Written task 1 :: In the entries, from the first line up to and including the line containing "pixel 18 208", switch "dark blazer" to "navy blazer" and return those lines with everything else unchanged.

Document segment ::
——————
Service also is an issue, in part due to hiring restrictions that require an all-Ecuadorian crew. While friendly and eager-to-please, waiters and bartenders aren't as highly trained as the seasoned international crew found on traditional Silversea ships, and some also strain to understand English-speaking passengers. Waiters sometimes deliver the wrong dish at dinner or forget to refill wine glasses. An order for a sidecar at the bar was met with a look of confusion.

But what the crew lack in training, they make up for in spirit, says Patrick Duerr, a 64-year-old lawyer from the Detroit area here with his wife.

"The brochure warned about (the service), but everybody we've run into either does it very well or well enough," Duerr says, noting that many of the crew were addressing him by name within a day or two -- a classic Silversea touch.

Speaking during a stop at Santa Cruz Island to see the Galapagos' famed giant tortoises in the wild, Duerr also praises the ship's nature guides. In keeping with its upscale focus, the Silver Galapagos sails with roughly one for every 12 passengers, a higher ratio than the one-to-16 level that is the norm on many Galapagos ships.

That said, the real stars of the trip are the animals. As if to make the point, as Duerr is talking, several massive tortoises lumber by just a few dozen feet away.

"This just blows my mind," he says.

If you go ...

The Silver Galapagos sails Saturday to Saturday on seven-night voyages through the Galápagos Islands, following either a western or north central route. The western route features stops at the islands of Santiago, Isabela, Fernandina, Floreana, San Cristobal and Santa Cruz. The north central route includes stops at the islands of Genovesa, Seymour Norte, Santa Cruz, Rabida, San Cristobal and Espanola. The two seven-night trips can be combined to create a 14-night itinerary.

Fares for the trips start at $6,750 per person, based on double occupancy, including a two-night pre-cruise stay with breakfast at the JW Marriott in Quito, Ecuador; an evening tour of Quito's highlights; roundtrip air between Quito and the Galapagos; transfers; all shore tours while on board the Silver Galapagos; drinks on board; and gratuities. Passengers with late flights home on the last day of the trip also will get a post-cruise day hotel. Information: 877-276-6816; silversea.com.
——————
Record list ::
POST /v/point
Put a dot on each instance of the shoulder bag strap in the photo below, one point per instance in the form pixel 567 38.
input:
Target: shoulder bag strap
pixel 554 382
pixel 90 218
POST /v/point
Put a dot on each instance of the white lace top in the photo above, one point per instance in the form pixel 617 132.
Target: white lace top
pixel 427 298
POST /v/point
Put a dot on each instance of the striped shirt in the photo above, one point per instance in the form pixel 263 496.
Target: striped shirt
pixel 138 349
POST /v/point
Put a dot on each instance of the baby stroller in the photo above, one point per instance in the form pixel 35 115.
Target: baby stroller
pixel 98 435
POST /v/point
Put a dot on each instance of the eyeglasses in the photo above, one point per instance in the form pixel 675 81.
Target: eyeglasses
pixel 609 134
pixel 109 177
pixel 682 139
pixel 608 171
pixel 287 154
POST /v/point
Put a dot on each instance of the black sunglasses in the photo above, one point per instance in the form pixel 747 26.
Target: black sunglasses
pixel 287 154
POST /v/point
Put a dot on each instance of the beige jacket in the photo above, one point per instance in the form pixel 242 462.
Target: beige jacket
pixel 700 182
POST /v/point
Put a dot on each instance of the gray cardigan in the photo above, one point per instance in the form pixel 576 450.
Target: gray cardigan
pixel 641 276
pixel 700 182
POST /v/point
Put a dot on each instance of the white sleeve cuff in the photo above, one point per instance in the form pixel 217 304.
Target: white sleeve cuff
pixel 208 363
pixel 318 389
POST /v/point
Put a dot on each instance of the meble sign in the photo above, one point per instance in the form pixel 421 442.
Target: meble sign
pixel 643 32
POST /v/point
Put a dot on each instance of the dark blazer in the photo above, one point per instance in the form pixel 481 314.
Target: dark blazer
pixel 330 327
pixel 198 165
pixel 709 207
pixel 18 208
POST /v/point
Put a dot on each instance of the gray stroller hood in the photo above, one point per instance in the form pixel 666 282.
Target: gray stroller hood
——————
Written task 2 :: In the Silver Galapagos article, roughly how many passengers does the ship carry per nature guide?

Worked solution 1 ::
POST /v/point
Put a dot on each instance of the shoulder bag strap in the photo below, one point per instance in the form pixel 567 38.
input:
Target: shoulder bag strap
pixel 554 382
pixel 90 218
POST /v/point
Put a dot on each instance of the white lace top in the photo above, one point per instance in the form pixel 617 132.
Target: white lace top
pixel 427 298
POST /v/point
Put a dot on each instance of the striped shirt in the photo above, one point per instance in the form pixel 263 496.
Target: striped shirt
pixel 138 349
POST /v/point
Put a dot on each instance of the baby stroller in the photo above, one point per instance in the form pixel 35 115.
Target: baby stroller
pixel 98 435
POST /v/point
Put a dot on each instance of the eyeglasses in the photo above, one point per instance in the form pixel 675 81.
Target: eyeglasses
pixel 609 134
pixel 109 177
pixel 682 139
pixel 608 171
pixel 287 154
POST /v/point
Put a dot on each instance of the black sunglasses in the photo above, one point per instance in the form pixel 747 26.
Target: black sunglasses
pixel 287 154
POST /v/point
Put a dot on each instance of the beige jacket in the photo above, one point per instance in the form pixel 242 462.
Target: beige jacket
pixel 700 182
POST /v/point
Put a dot on each instance of the gray cardigan in the photo above, one point per instance in the form pixel 576 450.
Target: gray cardigan
pixel 641 276
pixel 700 182
POST /v/point
Put a dot on each instance of the white sleeve cuff in the photo above, one point per instance in the form pixel 217 304.
Target: white sleeve cuff
pixel 208 363
pixel 318 389
POST /v/point
Put a dot on each instance of the meble sign in the photo above, one point per instance in the form pixel 421 442.
Target: meble sign
pixel 643 32
POST /v/point
Put a dot on each instance of the navy blazer in the photo above, one point per instance in the form pixel 481 314.
Target: navy blazer
pixel 330 327
pixel 198 165
pixel 709 207
pixel 18 208

Worked solution 2 :: Roughly 12 passengers per guide.